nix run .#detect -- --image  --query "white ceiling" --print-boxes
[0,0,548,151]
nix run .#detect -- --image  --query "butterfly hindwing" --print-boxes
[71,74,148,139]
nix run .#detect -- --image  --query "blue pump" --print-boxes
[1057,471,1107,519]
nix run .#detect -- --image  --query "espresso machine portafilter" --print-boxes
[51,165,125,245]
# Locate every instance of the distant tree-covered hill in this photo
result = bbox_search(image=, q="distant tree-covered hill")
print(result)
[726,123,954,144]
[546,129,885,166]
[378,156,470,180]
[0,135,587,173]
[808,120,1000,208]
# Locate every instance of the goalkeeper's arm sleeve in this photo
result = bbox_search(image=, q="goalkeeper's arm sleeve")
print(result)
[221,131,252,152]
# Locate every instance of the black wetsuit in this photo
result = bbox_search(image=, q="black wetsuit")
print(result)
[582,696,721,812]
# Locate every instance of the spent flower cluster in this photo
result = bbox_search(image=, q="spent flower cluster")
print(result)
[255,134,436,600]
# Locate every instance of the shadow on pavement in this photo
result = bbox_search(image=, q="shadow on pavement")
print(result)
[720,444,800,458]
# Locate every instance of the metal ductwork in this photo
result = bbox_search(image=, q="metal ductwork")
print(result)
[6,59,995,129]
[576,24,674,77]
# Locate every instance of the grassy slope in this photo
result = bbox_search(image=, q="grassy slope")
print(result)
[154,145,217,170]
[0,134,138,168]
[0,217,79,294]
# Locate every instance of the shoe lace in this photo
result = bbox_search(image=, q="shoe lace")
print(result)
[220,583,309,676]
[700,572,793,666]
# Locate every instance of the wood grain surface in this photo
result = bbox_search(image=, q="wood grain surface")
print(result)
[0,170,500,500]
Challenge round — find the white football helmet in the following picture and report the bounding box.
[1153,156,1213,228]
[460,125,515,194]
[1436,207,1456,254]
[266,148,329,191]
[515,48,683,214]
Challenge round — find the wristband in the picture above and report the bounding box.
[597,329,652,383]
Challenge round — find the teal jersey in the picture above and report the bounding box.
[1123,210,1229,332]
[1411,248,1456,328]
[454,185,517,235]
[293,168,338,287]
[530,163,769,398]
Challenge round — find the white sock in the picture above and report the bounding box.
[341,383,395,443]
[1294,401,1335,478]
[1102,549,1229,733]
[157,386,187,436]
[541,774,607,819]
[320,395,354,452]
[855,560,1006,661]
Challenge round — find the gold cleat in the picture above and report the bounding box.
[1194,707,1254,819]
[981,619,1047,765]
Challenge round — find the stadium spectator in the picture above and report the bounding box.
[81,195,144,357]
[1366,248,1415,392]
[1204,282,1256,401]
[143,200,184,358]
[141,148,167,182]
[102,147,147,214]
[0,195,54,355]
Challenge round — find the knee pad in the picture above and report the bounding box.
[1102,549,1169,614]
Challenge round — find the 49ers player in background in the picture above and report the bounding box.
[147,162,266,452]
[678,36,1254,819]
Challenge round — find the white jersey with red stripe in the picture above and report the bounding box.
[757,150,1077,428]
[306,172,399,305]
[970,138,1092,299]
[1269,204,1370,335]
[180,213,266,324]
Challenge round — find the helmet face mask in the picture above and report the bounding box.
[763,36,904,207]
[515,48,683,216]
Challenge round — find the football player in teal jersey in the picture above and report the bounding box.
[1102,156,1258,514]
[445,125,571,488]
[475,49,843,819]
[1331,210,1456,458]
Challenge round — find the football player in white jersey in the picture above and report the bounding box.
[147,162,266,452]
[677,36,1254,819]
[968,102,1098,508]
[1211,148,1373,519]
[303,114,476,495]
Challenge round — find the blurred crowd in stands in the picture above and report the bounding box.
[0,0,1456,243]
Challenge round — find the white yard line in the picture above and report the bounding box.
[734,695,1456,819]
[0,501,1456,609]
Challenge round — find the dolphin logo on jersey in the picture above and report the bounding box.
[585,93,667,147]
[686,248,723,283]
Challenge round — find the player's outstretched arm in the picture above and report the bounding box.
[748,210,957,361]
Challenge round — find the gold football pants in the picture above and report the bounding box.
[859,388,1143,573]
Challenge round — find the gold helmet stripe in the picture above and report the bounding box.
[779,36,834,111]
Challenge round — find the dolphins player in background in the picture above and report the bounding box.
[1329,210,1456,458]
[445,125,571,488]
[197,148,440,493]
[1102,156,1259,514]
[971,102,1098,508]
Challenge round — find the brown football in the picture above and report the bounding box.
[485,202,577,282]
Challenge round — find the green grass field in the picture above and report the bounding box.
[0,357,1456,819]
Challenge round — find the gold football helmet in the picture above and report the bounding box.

####################

Can you return all of the records above word for word, with every line unchanged?

nix run .#detect -- --image  --query "white ceiling" --print-boxes
[0,0,548,151]
nix run .#detect -- --image  --query "butterfly hindwing" --print-boxes
[71,74,148,139]
nix run .#detect -- --image  --query "blue pump" --print-boxes
[1057,471,1107,519]
nix run .#detect -- --image  --query "espresso machine portafilter" --print-boxes
[51,165,125,245]
# Locate every instance of the distant tree-covered hill in this photo
result = bbox_search(image=, q="distant tree-covered hill")
print(result)
[726,123,954,144]
[546,129,885,166]
[378,156,470,180]
[0,135,587,173]
[808,120,1000,208]
# Locate every instance of the goalkeeper's arm sleeve in this photo
result = bbox_search(image=, q="goalkeeper's arm sleeve")
print(result)
[221,131,252,152]
# Locate every instance of the black wetsuit in this photo
result = bbox_search(image=, q="black wetsuit")
print(result)
[582,696,721,812]
# Locate every instance of the spent flower cluster in this photo
result = bbox_search(image=, q="spent flower cluster")
print(result)
[255,134,436,600]
# Locate every instance of the shadow on pavement in this photo
result = bbox_search(image=, q="shadow on pavement")
print(result)
[720,444,800,458]
# Locate every instance of the metal ductwork in this photo
result = bbox_search(image=, q="metal ductwork")
print(result)
[6,59,995,129]
[576,24,674,77]
# Locate every instance of the grassy slope in this photo
result = bbox_search(image=, q="grassy slope")
print(result)
[154,145,217,170]
[0,134,138,168]
[0,217,79,294]
# Locate every instance of the shoe lace in this photo
result = bbox_search(image=, q="shoe lace")
print(result)
[220,583,309,676]
[700,572,793,666]
# Locate every instance of the wood grain surface in this photo
result = bbox_search(image=, q="wood grain surface")
print(result)
[0,170,500,500]
Challenge round — find the white football helmet in the following picture and report the bounding box.
[1153,156,1213,228]
[460,125,515,194]
[1436,207,1456,254]
[266,148,329,191]
[515,48,683,214]
Challenge round — find the wristband in the picture above and report the bounding box.
[597,329,652,383]
Challenge round — find the teal jersey in the picture above and report the bounding box.
[1123,210,1229,332]
[1411,248,1456,328]
[454,185,517,235]
[293,168,338,287]
[530,163,769,398]
Challenge round — find the white sock in the picture above and report the bounding box.
[341,383,395,443]
[1294,401,1335,478]
[1102,549,1229,733]
[157,386,187,436]
[541,774,607,819]
[320,395,354,452]
[855,560,1006,661]
Challenge round — find the gold cleat in the picture above and report the bounding box.
[1194,707,1254,819]
[981,619,1047,765]
Challenge round — find the stadium spectator in the picture above and report the bounding box.
[81,195,144,357]
[1366,248,1415,392]
[1204,282,1256,401]
[143,200,184,358]
[141,148,167,182]
[102,147,147,214]
[0,195,54,355]
Challenge round — find the knee pad in the picture above and report the bounding box.
[1102,549,1169,614]
Challenge round — find the 49ers player in background in the picture above and report the bounding box.
[147,162,266,452]
[678,36,1254,819]
Challenge round — find the white jersey with red stripe in the picture above and report the bounding box.
[757,150,1077,428]
[306,172,399,305]
[970,138,1092,299]
[1269,204,1370,335]
[180,213,266,324]
Challenge round — find the helmet face mask in the picture above and report the bounding box.
[763,36,904,207]
[515,48,683,216]
Challenge round — find the football player in teal jersey in the picture above and report the bounding box.
[1102,156,1258,514]
[445,125,571,488]
[475,49,843,819]
[1331,210,1456,458]
Challenge round — find the football player in white jersey in the picture above and report the bounding box.
[147,162,266,452]
[677,36,1254,819]
[968,102,1098,508]
[1211,148,1373,519]
[303,114,476,495]
Challenge round — find the blurred crowd in stands in the picture above and report the bounding box.
[0,0,1456,243]
Challenge round — find the white yard line in the picture above and report the bounding box.
[734,695,1456,819]
[0,501,1456,609]
Challenge round — find the dolphin logo on jersey in the picture above and report the bounding box.
[585,93,667,147]
[686,248,723,283]
Challenge round — find the player's outstretched arm in the picture above and report the bounding box.
[748,210,957,361]
Challenge round — find the gold football pants in the picture above and report the bounding box.
[859,388,1143,573]
Challenge round — find the gold helmet stripe in the picture above and report the bounding box.
[779,36,834,111]
Challenge round — find the dolphins player in background in the picture above and report the bounding box.
[1329,210,1456,458]
[445,125,571,488]
[197,148,440,493]
[1102,156,1259,514]
[971,102,1098,508]
Challenge round — find the brown football in the picture above and report the bounding box.
[485,202,577,282]
Challenge round — find the green grass field in the picture above and report the bounding box.
[0,357,1456,819]
Challenge round — find the gold football helmet in the picture above and report the bounding box.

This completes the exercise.